Most of us break the day into work time, our time, and sleep time, with work time generally allotted the most number of hours. Ayurveda sees the day differently, breaking it into six four-hour zones—one day zone and one night zone for each of the three doshas. To live a balanced life—and enjoy the good health it brings—we need to keep our daily rhythms set to the age-old ayurvedic clock.
According to this symbolic timepiece, the day starts at sunrise, with the cool, heavy, earthy kapha dosha holding sway from 6 a.m. to 10 a.m. The middle of the day—from 10 a.m. to 2 p.m.—belongs to pitta, the hot, sharp, and fiery “king of digestion” dosha. And light, dry, airy vata rules the afternoon, from 2 p.m. until 6 p.m., after which the cycle begins again.

**Exercise brief:**
In the passage on the ayurvedic clock, which dosha rules from 10 a.m. to 2 p.m.? The lines after this text are not needed.

(Some lines)
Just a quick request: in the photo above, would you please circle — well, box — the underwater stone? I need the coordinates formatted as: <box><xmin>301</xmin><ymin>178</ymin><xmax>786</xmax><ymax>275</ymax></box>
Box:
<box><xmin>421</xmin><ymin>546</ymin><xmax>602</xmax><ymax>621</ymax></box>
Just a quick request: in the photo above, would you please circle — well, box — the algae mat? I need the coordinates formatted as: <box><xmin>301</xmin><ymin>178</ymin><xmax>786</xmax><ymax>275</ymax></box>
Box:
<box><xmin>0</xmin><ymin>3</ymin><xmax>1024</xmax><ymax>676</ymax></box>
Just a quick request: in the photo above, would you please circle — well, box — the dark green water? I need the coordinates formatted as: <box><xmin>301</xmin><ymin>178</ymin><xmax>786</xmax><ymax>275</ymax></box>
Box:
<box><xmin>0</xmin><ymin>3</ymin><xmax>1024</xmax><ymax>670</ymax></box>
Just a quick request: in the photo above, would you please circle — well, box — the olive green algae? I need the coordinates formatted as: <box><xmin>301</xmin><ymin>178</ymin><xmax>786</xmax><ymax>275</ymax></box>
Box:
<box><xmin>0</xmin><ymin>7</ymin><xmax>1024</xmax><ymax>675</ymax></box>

**Exercise response:**
Pitta rules from 10 a.m. to 2 p.m.